Problem statement
Find each line below that contains the string "tree", and copy every such line in full.

Task material
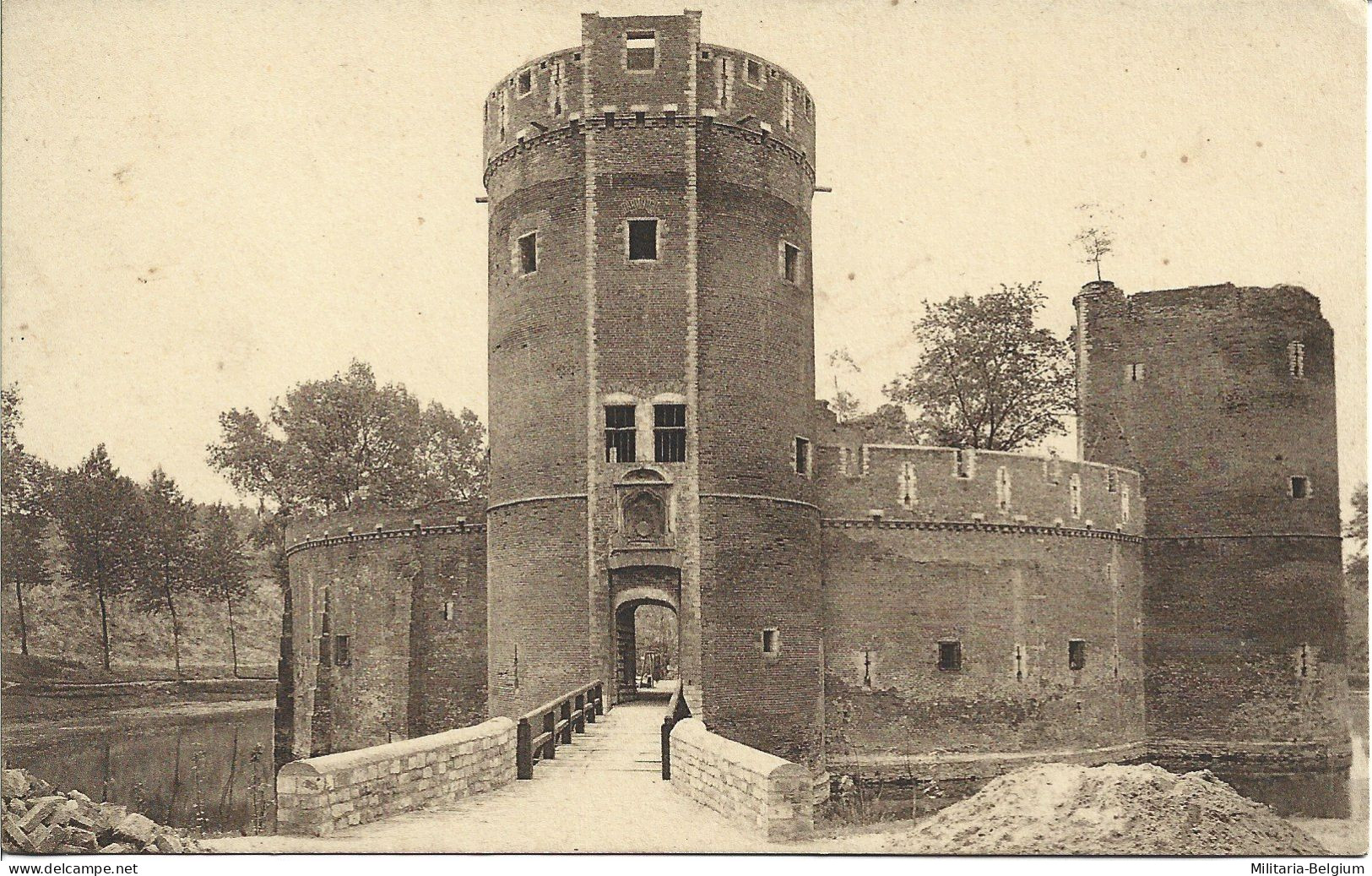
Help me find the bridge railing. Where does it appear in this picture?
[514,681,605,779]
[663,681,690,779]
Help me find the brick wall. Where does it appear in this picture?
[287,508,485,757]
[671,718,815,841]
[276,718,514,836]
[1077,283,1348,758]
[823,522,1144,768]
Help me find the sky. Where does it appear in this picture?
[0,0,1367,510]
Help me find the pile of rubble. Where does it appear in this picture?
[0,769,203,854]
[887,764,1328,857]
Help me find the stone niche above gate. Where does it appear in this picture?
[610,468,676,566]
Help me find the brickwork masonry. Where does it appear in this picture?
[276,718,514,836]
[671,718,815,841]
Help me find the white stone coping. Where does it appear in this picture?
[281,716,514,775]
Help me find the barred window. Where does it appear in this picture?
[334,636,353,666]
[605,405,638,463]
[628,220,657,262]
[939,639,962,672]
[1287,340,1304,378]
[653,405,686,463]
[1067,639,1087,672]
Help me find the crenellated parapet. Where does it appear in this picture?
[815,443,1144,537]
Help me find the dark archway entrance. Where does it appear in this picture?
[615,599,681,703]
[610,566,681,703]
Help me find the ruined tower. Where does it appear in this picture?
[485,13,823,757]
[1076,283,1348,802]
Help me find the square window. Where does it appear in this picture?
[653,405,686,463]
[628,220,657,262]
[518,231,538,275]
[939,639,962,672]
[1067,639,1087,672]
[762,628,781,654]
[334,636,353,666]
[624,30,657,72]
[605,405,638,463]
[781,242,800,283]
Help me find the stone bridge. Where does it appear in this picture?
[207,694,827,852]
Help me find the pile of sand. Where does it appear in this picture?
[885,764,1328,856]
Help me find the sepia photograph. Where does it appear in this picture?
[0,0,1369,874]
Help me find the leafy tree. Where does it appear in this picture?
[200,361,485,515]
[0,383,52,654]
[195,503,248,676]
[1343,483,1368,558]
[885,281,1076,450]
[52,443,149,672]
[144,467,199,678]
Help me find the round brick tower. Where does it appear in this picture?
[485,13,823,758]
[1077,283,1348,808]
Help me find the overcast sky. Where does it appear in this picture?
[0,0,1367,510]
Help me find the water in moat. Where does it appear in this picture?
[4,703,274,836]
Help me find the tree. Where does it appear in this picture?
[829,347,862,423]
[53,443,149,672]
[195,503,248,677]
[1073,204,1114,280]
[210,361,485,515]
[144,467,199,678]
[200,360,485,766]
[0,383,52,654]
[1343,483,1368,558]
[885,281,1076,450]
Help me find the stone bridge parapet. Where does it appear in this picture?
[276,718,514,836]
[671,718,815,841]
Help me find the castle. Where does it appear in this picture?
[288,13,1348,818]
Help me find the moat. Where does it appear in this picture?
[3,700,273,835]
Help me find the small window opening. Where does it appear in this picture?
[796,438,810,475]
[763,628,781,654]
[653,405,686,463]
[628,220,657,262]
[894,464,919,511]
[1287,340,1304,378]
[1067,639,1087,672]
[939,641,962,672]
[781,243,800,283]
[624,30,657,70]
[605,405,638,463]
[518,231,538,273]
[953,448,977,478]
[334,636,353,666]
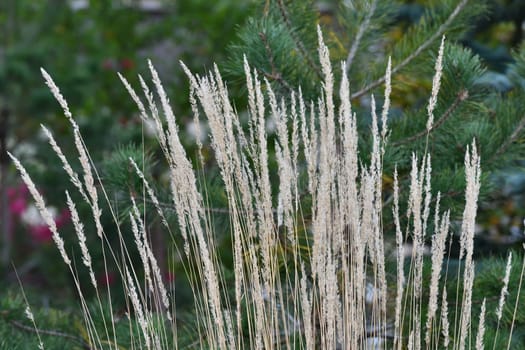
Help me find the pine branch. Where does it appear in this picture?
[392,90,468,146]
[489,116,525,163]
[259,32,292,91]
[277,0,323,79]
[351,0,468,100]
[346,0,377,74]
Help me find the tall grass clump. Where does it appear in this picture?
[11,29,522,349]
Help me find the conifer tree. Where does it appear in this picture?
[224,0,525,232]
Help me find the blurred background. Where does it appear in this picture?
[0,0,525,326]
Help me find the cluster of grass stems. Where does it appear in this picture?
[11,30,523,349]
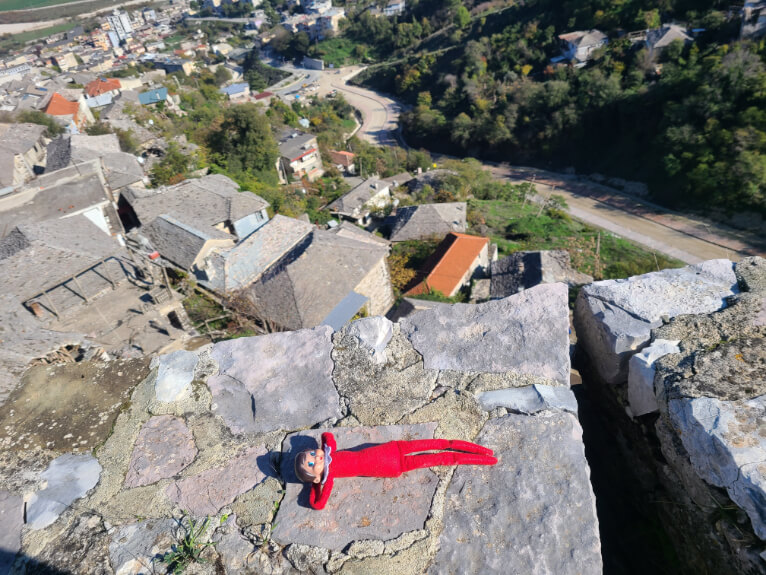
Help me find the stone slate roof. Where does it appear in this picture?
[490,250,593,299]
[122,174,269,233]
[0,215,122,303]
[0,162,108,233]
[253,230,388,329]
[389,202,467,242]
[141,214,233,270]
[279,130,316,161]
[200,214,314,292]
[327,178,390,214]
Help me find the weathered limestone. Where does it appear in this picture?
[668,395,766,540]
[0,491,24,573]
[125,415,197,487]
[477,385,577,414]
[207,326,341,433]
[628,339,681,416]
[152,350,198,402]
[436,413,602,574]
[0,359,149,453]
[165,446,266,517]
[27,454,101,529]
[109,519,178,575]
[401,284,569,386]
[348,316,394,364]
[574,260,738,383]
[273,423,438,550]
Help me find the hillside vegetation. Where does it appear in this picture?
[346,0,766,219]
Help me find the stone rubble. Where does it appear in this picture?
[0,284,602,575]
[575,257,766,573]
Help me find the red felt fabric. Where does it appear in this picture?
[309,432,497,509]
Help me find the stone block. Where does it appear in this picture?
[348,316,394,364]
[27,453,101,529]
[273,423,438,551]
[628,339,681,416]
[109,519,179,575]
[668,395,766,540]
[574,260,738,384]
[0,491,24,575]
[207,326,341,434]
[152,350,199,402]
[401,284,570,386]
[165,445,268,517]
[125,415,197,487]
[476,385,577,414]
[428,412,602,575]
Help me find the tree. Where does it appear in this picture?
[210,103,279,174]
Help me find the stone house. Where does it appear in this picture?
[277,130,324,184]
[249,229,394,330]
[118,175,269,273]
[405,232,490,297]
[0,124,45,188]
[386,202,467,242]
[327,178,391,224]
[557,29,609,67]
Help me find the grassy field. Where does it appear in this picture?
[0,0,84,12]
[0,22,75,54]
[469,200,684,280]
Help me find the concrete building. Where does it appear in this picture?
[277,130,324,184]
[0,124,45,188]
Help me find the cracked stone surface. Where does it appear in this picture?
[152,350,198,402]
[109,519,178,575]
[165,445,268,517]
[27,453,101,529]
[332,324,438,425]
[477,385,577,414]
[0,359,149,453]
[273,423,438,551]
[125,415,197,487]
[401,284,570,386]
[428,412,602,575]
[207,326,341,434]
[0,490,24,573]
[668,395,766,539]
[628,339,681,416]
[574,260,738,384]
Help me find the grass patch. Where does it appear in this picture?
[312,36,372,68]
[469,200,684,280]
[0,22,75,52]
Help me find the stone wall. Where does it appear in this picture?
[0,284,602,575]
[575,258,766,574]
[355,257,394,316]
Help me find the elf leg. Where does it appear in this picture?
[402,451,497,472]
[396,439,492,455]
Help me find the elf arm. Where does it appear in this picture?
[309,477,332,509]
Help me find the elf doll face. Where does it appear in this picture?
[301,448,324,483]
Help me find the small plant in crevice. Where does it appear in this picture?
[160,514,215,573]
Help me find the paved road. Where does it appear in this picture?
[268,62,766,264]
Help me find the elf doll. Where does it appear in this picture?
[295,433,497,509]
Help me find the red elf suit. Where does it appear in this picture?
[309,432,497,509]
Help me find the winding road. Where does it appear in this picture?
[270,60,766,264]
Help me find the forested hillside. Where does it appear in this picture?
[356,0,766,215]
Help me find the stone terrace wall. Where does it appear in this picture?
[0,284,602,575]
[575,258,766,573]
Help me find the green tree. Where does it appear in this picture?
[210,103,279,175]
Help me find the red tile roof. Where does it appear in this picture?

Output below
Help me find the leafy tree. Where does it appear in this picture?
Help me find the tree. Where does it appear in this picture?
Help me find the conifer tree. Where does it appear in this picture?
Help me find the tree. Where does it appear in this picture?
Help me find the green tree. Where does it appear in this picture?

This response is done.